▶ _Prompt_
Filter the lines below, keeping each one that holds "power".

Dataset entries
============

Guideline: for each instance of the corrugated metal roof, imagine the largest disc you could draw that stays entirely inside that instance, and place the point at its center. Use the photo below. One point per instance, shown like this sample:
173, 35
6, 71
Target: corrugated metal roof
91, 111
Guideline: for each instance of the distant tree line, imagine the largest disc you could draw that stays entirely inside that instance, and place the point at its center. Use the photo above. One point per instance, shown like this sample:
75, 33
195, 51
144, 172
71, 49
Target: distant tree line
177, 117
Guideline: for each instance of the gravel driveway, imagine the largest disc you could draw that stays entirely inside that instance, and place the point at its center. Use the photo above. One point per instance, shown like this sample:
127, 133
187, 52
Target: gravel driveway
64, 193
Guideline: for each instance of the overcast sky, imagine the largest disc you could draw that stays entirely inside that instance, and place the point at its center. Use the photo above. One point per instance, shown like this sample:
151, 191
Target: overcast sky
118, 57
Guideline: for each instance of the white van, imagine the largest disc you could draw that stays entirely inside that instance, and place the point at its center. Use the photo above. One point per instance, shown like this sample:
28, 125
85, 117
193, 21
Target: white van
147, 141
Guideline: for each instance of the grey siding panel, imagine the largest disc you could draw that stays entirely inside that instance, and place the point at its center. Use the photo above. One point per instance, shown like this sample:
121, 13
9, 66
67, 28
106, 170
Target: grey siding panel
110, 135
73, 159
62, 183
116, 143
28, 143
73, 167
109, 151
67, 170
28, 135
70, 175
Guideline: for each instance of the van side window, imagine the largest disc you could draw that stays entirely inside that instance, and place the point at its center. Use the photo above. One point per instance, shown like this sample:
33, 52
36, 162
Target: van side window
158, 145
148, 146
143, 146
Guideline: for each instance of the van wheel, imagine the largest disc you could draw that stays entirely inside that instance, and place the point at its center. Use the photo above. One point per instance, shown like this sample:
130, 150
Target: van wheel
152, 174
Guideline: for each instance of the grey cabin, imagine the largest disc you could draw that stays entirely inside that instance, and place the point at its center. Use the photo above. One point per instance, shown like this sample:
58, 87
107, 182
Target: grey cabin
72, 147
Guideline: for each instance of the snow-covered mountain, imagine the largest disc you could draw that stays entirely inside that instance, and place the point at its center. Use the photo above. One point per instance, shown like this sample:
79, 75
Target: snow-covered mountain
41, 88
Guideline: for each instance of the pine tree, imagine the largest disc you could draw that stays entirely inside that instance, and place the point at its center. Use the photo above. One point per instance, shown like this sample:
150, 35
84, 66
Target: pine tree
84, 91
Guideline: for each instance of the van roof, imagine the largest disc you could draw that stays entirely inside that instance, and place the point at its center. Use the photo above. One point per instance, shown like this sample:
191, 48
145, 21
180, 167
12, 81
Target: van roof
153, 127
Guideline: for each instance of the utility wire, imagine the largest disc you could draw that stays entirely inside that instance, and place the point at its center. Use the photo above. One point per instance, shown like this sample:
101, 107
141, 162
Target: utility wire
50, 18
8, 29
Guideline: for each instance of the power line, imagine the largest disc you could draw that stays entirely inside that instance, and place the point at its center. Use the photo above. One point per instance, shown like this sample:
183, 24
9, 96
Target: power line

============

▶ _Reply_
Guideline: for each instance of the power line, imagine the largest disc you could draw that stays entirely inside that instance, and place the point at its center. Use the photo above. One point per instance, shown like this sample:
Target: power line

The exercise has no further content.